PAGE EXTRACT:

☆ ☆ ☆ ☆ ☆

3) Where: BAM Festival, Barcelona When: September 19th 1997 Why: First Festival Setlist: 'Tigermilk' [43] Simple Things [42] Chickfactor [36] Ease Your Feet In The Sea [34] Sleep The Clock Around [24] Lazy Line Painter Jane [45] This Is Just A Modern Rock Song [35] Is It Wicked Not To Care? [70] Loneliness Of The Middle Distance Runner [26] A Century Of Fakers
Given that Belle and Sebastian are, by and large, painfully shy, hate large crowds and had still only played seven gigs together suggests that Belle and Sebastian's first festival would prove to be a disaster. In fact it was a huge success and festivals have been the band's vehicle of choice ever since. Not many people at the BAM festival had heard of Belle and Sebastian when they took the stage somewhere near the bottom of the bill and even fewer in the Spanish crowd understood the poetic long-winded Murdoch prose. But there was something about this band connecting with this crowd that really took off and it turned out to be one of those really special events when band and audience are in total harmony. B and S still didn't do things the easy way: they started their setlist with an unreleased instrumental they barely ever played, stuck to the more obscure songs from their setlist and most of them came from their third album 'The Boy With The Arab Strap', rushed into the shops after this festival so fans could buy the songs...a full twelve months later!  Primal Scream were the other headliners, bur their more professional, less audience friendly set was blown off the stage by Belle and Sebastian's cute amateurism. More festivals will follow in Spain, Brazil and Argentina and - twice - in Glastonbury, England (where John Peel declared them his 'favourite' band of the festival in 2002 after admitting he'd never really heard of them!)  To this day Belle and Sebastian have a much higher profile with Spanish speaking audiences (including Latin America) than they do with English or even Scottish speaking ones, with everyone in the audience it seems telling everyone they met 'look out for this band...' when they got home. 
4) Where: Bowlie Weekender, Camber Sands, UK When: April 23rd-25th 1999 Why: B and S' Own Festival! Setlist: [48] Slow Graffiti [15] Seeing Other People [1] Dog On Wheels [54] The Wrong Girl [28] A Century Of Fakers [46] I Know Where The Summer Goes [62] Winter Wooskie [43] Simple Things [20] If You're Feeling Sinister 'Paper Boat' [41] The Boy With The Arab Strap [27] Photo Jenny 'Landslide' [24] Lazy Line Painter Jane 'The Kids Are Alright'
Belle and Sebastian weren't exactly famous when they decided what the musical world needed was a three-day festival curated by them (and featuring only their friends, influences and label-mates). Then again Pontin's Holiday Camp wasn't an obvious place to host a free-flowing music festival either. Nor was naming the festival after an unfashionable 'bowl' haircut, of the sort linked with geeks and nerds. Somehow though it worked, with Belle and Sebastian free to be 'themselves' for perhaps the first time on a live stage and by presenting a musical festival that wasn't too big or too pretentious. Belle and Sebastian have always had an unusual relationship with their fans and the chance to see so many of them in the audience must have been a strange feeling indeed after years of playing town-halls and small clubs (in actual fact Belle and Sebastian had still played less than 20 gigs together by this stage, so weren't exactly veterans!) The music press kinda got it too, enjoying the different kind of atmosphere on show and the friendly vibe from stage that B and S didn't always show at their bigger gigs (they were especially astonished when the band turned in an 'unofficial' first set, standing out in the rain with the crowd, singing every unplugged song they could think of!) The result was a fun show, repeated a second time in 2010 when the crowds were somewhat bigger!

☆ ☆ ☆ ☆ ☆

DATA SHOWN:

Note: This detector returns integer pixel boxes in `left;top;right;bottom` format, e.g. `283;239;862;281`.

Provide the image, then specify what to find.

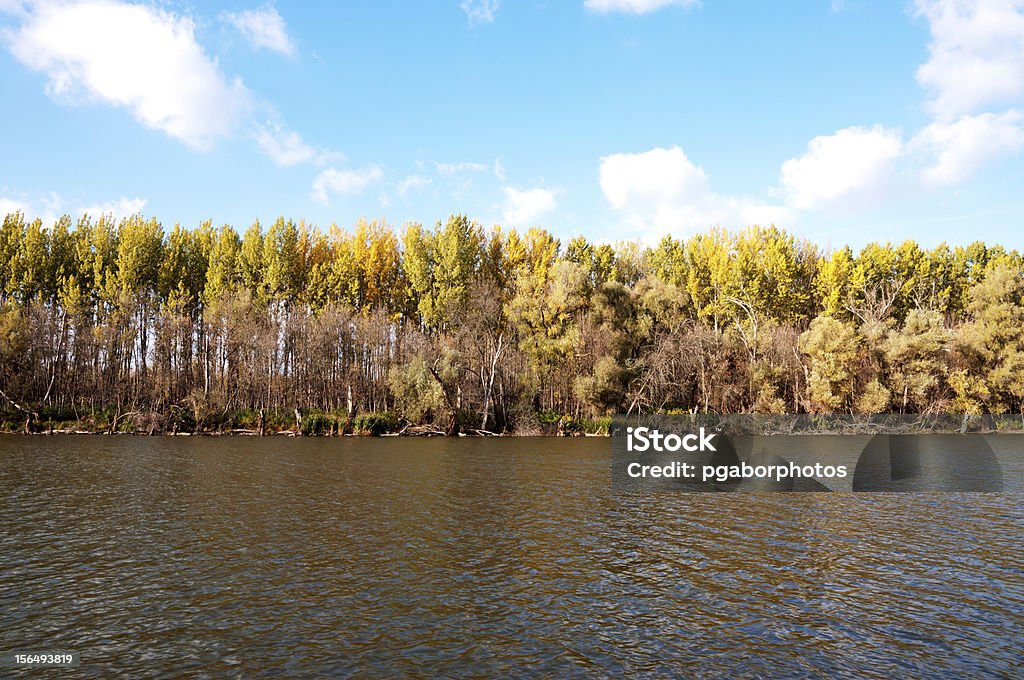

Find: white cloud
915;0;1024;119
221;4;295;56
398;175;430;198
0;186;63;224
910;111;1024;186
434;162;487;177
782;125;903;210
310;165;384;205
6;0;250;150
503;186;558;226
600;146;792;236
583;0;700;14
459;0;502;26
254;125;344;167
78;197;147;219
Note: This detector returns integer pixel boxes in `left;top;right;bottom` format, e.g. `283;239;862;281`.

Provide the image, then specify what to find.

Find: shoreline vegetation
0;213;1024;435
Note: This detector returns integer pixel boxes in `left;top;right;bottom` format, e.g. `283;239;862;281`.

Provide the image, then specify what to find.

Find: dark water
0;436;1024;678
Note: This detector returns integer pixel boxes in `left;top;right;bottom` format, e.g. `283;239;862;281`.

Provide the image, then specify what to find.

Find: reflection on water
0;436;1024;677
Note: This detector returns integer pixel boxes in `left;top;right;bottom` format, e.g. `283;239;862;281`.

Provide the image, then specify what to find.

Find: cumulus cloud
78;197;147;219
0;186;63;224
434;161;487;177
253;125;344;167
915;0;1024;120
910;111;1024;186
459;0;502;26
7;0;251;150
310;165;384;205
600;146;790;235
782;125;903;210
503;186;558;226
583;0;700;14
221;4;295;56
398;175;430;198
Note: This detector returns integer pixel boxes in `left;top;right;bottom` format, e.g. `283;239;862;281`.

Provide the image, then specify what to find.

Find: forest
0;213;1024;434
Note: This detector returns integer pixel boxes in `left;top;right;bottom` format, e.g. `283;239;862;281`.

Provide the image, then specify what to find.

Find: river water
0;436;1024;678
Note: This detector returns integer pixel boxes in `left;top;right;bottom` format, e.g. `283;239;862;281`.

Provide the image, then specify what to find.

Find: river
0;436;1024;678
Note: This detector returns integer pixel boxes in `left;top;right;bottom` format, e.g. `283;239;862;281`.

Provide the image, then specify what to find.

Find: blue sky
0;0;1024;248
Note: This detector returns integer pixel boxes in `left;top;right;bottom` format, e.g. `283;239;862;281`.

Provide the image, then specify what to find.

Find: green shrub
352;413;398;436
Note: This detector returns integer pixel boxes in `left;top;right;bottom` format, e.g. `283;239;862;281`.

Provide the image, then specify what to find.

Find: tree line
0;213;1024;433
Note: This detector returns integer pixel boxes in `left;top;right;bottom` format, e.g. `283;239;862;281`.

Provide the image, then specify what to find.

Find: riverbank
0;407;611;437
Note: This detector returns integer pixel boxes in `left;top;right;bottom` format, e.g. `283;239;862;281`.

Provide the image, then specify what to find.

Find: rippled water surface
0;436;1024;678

☆ ☆ ☆ ☆ ☆

SET PROBLEM 1: In the account of Belle and Sebastian's festival appearances, which band was the other headliner at the BAM Festival in Barcelona?
SET PROBLEM 2: Resume the account of Belle and Sebastian's festival appearances, starting after its final sentence.

EXERCISE RESPONSE 1: Primal Scream

EXERCISE RESPONSE 2:
5) Where: Royal Albert Hall, London When: June 29th 2001 Why: Biggest Home Gig? Setlist: [29] Le Pastie De La Bourgeoisie [59] There's Too Much Love [65] The Magic Of A Kind Word [11] My Wandering Days Are Over [1] Dog On Wheels [68] Jonathan David  [53] Don't Leave The Light On Baby [50] The Model [67] My Girl's Got Miraculous Technique 'The Final Countdown' [2] The State I Am In [43] Simple Things
The last high profile B and S gig in London, at The Who's old home in Shepherd's Bush, had been a disaster. The band turned up hours late to catcalls and a heckler shouting 'you better be effing great!' who then debated with half the audience noisily why even a band as talented and unique as Belle and Sebastian shouldn't keep their fans waiting for this long. Four years later, though, everything is different: the band might not be 'faultless to a tee' as they put it in their second song, but they're pretty close and play one of their tightest and most professional gigs. By now the band have played another 30 odd gigs, coalesced as a band with a lot of tight rockers (this was in the era when it was cool to kick B and S for being 'fey' - the naysayers must have never been to this gig which rocks with a passion) and they also play a full 100 minutes in their set, about double what they had been (though you never fully recover from m.e. Stuart's was close to being under control at this stage so could play for longer - especially left in a singing rather than playing role for most of the set). Somehow, though, Belle and Sebastian still managed to make the big and scary Victorian building feel like just another B and S gig, as if the band were playing down their local club and there are some very B and S moments no other band would have delivered at such a prestigious gig - after all, who else would have chosen this moment for a one-off performance of not-that-well-known 'Europe' cover 'The Final Countdown'? Or opened with an obscure EP B-side? Or played two songs in 'The Magic Of A Kind Word' and 'My Girl's Got Miraculous Technique' that the band will only ever release on a set of BBC sessions?!? One of the last gigs played with Isobel still in the group (who gets a starring role on more songs than normal in this period), this is the 'first' Belle and Sebastian at a peak, playing the pop game this time around but doing things on their terms still this time around.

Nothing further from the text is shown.